[Consigne] Recopiez à l'identique toutes les lignes des données ci-dessous, sans reprendre les images.

----

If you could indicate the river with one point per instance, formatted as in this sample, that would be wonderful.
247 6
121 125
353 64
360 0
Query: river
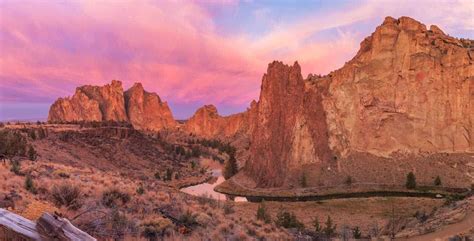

----

[Réponse complète]
If you could indicate the river with one point per instance, formatted as in this sample, that would be wonderful.
247 6
121 125
353 64
360 0
Query: river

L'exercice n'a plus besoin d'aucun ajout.